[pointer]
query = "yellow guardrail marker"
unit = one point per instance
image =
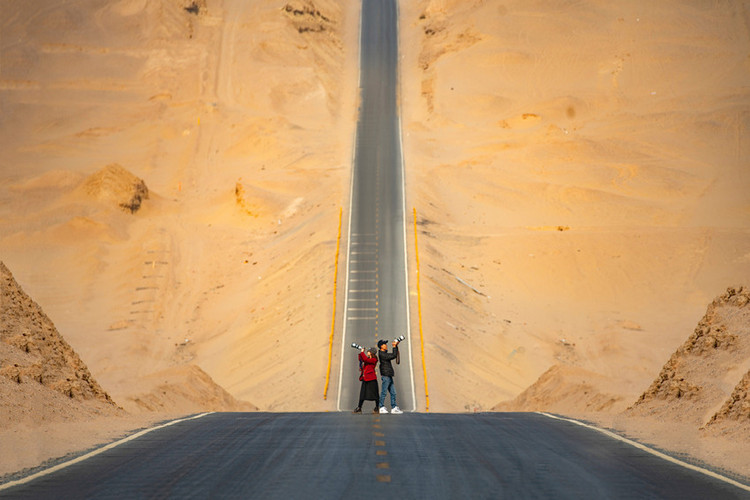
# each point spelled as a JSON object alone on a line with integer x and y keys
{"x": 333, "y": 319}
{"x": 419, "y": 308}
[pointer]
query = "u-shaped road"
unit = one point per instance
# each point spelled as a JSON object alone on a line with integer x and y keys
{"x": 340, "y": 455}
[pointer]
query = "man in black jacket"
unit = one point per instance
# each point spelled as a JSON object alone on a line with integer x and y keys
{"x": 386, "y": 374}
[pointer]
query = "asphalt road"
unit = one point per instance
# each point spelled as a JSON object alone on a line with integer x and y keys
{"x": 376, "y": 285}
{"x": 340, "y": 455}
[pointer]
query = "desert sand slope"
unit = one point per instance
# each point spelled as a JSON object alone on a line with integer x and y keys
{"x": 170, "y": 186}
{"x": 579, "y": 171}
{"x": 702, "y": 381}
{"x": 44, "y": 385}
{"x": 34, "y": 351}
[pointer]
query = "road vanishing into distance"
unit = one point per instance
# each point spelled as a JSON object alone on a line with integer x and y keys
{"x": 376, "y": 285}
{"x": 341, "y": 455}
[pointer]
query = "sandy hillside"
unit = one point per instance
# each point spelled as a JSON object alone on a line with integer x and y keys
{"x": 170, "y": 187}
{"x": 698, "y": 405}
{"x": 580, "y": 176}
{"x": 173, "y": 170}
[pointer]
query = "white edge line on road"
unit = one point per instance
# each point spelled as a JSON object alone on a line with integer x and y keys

========

→ WHAT IS BEING ASKED
All lines above that hold the string "query" should be copied.

→ ANSWER TO THIS EXERCISE
query = "yellow guardrail marker"
query = "u-shaped road"
query = "man in black jacket"
query = "asphalt road"
query = "desert sand slope"
query = "road vanishing into distance"
query = "sandy hillside"
query = "white edge line on road"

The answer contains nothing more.